» Given task 1: Quote the Ernst Klinkerfues biography in full, word for word.

======== Text segment ========

Ernst Friedrich Wilhelm Klinkerfues (29 March 1827 in Hofgeismar – 28 January 1884 in Göttingen) was a German astronomer and meteorologist. He discovered six comets and published weather reports of varying accuracy based on his meteorological measurements.

Early life

Klinkerfues was born in Hofgeismar, the son of army doctor Johann Reinhard Klinkerfues and his wife Sabine (née Dedolph). After the early death of his parents, he was brought up by relatives, and after attending high school qualified as a surveyor in Kassel. In this capacity he subsequently worked on the new Frankfurt - Kassel railway.

From 1847 to 1851 Klinkerfues studied mathematics and astronomy at the University of Marburg. He then became an assistant to Carl Friedrich Gauss at Göttingen Observatory, where he completed  his Ph.D. with a thesis on orbit calculations of double stars. After Gauss' death in 1855, the mathematician W. E. Weber replaced him as director, but Klinkerfues was to be temporarily responsible for the observatory from 1861.

======== Exercise data ========

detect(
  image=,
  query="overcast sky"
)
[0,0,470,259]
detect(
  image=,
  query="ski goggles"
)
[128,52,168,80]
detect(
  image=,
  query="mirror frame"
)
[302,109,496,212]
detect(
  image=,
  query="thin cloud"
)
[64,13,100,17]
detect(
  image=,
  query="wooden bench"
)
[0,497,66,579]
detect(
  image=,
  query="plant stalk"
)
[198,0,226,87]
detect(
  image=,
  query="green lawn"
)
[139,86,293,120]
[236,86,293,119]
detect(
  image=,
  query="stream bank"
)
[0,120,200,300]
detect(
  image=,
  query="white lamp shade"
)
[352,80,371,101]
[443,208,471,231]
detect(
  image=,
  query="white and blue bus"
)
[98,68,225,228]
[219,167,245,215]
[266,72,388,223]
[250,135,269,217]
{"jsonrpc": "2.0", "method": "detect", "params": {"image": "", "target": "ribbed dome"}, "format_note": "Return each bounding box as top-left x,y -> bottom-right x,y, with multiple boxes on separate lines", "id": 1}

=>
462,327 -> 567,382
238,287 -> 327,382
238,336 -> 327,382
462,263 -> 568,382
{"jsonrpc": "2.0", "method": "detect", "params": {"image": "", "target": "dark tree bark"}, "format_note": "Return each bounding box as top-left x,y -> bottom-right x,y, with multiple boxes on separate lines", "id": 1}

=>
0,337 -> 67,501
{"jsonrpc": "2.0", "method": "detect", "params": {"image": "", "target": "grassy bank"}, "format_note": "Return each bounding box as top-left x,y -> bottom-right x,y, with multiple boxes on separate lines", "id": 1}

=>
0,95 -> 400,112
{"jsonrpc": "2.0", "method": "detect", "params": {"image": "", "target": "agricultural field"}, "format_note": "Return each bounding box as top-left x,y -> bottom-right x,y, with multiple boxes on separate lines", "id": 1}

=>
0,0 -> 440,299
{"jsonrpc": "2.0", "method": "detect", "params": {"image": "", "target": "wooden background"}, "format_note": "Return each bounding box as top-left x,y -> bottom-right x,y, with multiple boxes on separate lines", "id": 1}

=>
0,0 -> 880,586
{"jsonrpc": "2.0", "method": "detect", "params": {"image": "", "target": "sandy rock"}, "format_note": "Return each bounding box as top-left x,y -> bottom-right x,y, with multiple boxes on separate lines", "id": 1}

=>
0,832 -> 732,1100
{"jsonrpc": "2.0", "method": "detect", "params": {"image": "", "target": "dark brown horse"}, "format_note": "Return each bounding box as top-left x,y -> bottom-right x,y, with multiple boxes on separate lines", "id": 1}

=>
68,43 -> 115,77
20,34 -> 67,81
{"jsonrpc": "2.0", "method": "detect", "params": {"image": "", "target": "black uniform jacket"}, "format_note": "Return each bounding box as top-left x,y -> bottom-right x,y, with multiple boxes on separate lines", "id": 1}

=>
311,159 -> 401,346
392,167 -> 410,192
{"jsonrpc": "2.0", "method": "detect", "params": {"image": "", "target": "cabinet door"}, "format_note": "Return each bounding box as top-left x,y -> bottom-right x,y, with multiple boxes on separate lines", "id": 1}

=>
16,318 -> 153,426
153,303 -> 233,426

========

» Given task 2: Starting at the beginning of the records and ending with the line that contains "[236,86,293,119]", write those lines out again with "detect" swapped for "locate" and nothing else changed.

» Result 1:
Ernst Friedrich Wilhelm Klinkerfues (29 March 1827 in Hofgeismar – 28 January 1884 in Göttingen) was a German astronomer and meteorologist. He discovered six comets and published weather reports of varying accuracy based on his meteorological measurements.

Early life

Klinkerfues was born in Hofgeismar, the son of army doctor Johann Reinhard Klinkerfues and his wife Sabine (née Dedolph). After the early death of his parents, he was brought up by relatives, and after attending high school qualified as a surveyor in Kassel. In this capacity he subsequently worked on the new Frankfurt - Kassel railway.

From 1847 to 1851 Klinkerfues studied mathematics and astronomy at the University of Marburg. He then became an assistant to Carl Friedrich Gauss at Göttingen Observatory, where he completed  his Ph.D. with a thesis on orbit calculations of double stars. After Gauss' death in 1855, the mathematician W. E. Weber replaced him as director, but Klinkerfues was to be temporarily responsible for the observatory from 1861.

» Result 2:
locate(
  image=,
  query="overcast sky"
)
[0,0,470,259]
locate(
  image=,
  query="ski goggles"
)
[128,52,168,80]
locate(
  image=,
  query="mirror frame"
)
[302,109,496,212]
locate(
  image=,
  query="thin cloud"
)
[64,13,100,17]
locate(
  image=,
  query="wooden bench"
)
[0,497,66,579]
locate(
  image=,
  query="plant stalk"
)
[198,0,226,87]
locate(
  image=,
  query="green lawn"
)
[139,86,293,120]
[236,86,293,119]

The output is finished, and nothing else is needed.